German chemist (1872–1942)

Richard Martin Willstätter FRS(For) HFRSE (/de/, 13 August 1872 – 3 August 1942) was a German organic chemist whose study of the structure of plant pigments, chlorophyll included, won him the 1915 Nobel Prize for Chemistry.

==Life==
Willstätter was born into a Jewish family in Karlsruhe. He was the son of Maxwell (Max) Willstätter, a textile merchant, and his wife, Sophie Ulmann.

He went to school at the Karlsruhe Gymnasium and, when his family moved to Nuremberg, he attended the Technical School there. At age 18, he entered the Ludwig-Maximilians-Universität München to study science and stayed for the next fifteen years. He was in the Department of Chemistry, first as a student of Alfred Einhorn—he received his doctorate in 1894 – then as a faculty member. His doctoral thesis was on the structure of cocaine. Willstätter continued his research into other alkaloids and synthesized several of them. In 1896, he was named Lecturer and in 1902 Professor extraordinarius (professor without a chair).

* THE DATA:
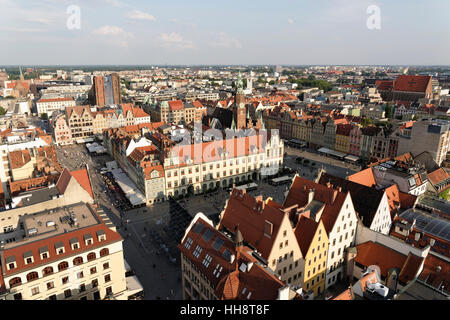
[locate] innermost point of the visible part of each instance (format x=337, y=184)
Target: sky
x=210, y=32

* TASK ITEM A: List every person named in the Willstätter biography.
* TASK ITEM B: Pick up the Willstätter biography at the point where it stops, and write what comes next.
The material is separate from the biography of Richard Willstätter.

* TASK RESPONSE A: Richard Martin Willstätter, Maxwell (Max) Willstätter, Sophie Ulmann, Alfred Einhorn

* TASK RESPONSE B:
In 1905, he left the Ludwig-Maximilians-Universität München to become professor at ETH Zurich and there he worked on the plant pigment chlorophyll. He first determined its empirical formula.

In 1912, he became professor of chemistry at the Friedrich Wilhelm University of Berlin and director of the Kaiser Wilhelm Institute for Chemistry, studying the structure of pigments of flowers and fruits. It was here that Willstätter showed that chlorophyll was a mixture of two compounds, chlorophyll a and chlorophyll b. He lived in the Dahlem neighborhood near other scientists.

In 1915, his friend Fritz Haber asked him to join in the development of poison gases. Willstätter would not work on poisons but agreed to work on protection. He and his coworkers developed a three layer filter that absorbed all the enemy's gases. Thirty million were manufactured by 1917 and Willstätter was awarded the Iron Cross Second Class.

In 1916, he returned to the Ludwig-Maximilians-Universität München as the successor to his mentor Baeyer. During the 1920s, Willstätter investigated the mechanisms of enzyme reactions and did much to establish that enzymes are chemical substances, not biological organisms. However, to the end of his life he refused to accept that enzymes were proteins.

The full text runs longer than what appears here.